▶ What you will do
Note every line in the entries that contains the string "thickest", and copy it.

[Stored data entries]
================
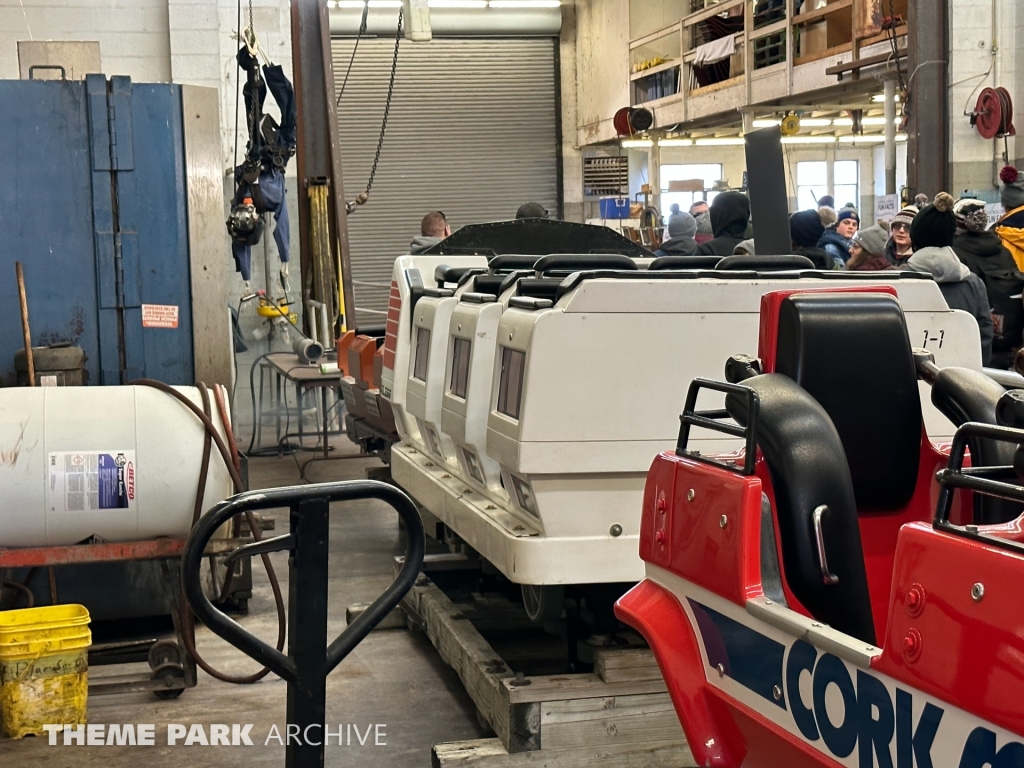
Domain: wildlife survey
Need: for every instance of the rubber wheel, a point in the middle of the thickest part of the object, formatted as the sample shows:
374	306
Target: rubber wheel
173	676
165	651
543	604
================
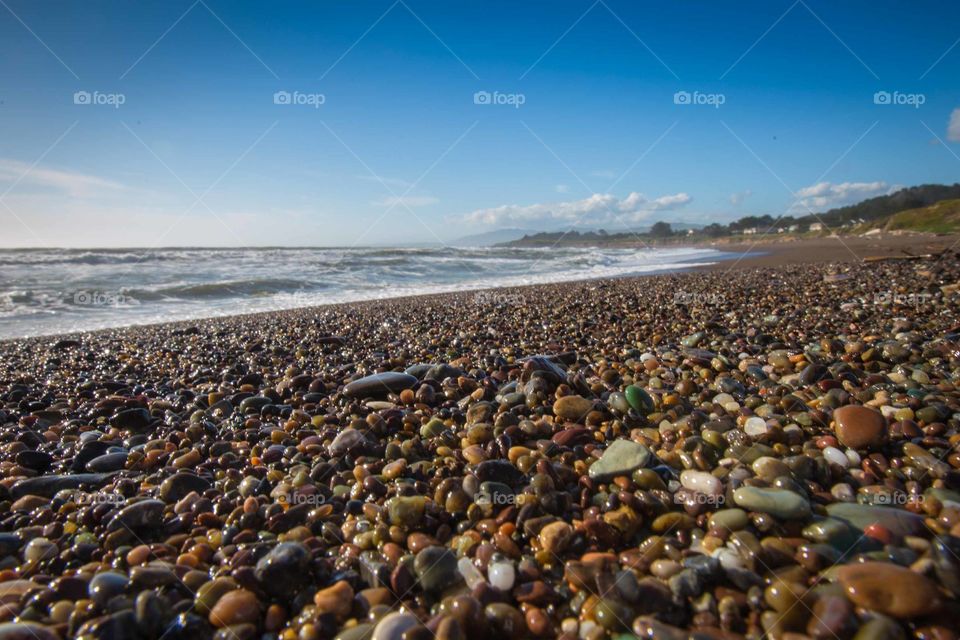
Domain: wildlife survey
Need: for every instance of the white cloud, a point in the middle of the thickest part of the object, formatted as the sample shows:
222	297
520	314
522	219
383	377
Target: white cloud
================
▶ Answer
Need: for every instance of the rubber wheel, a point in the middle of the thickest part of the object, formatted as the sample shows:
Need: for every instance of the white cloud, a point in the middle of the thickest part of the object, formatted as the sample shows:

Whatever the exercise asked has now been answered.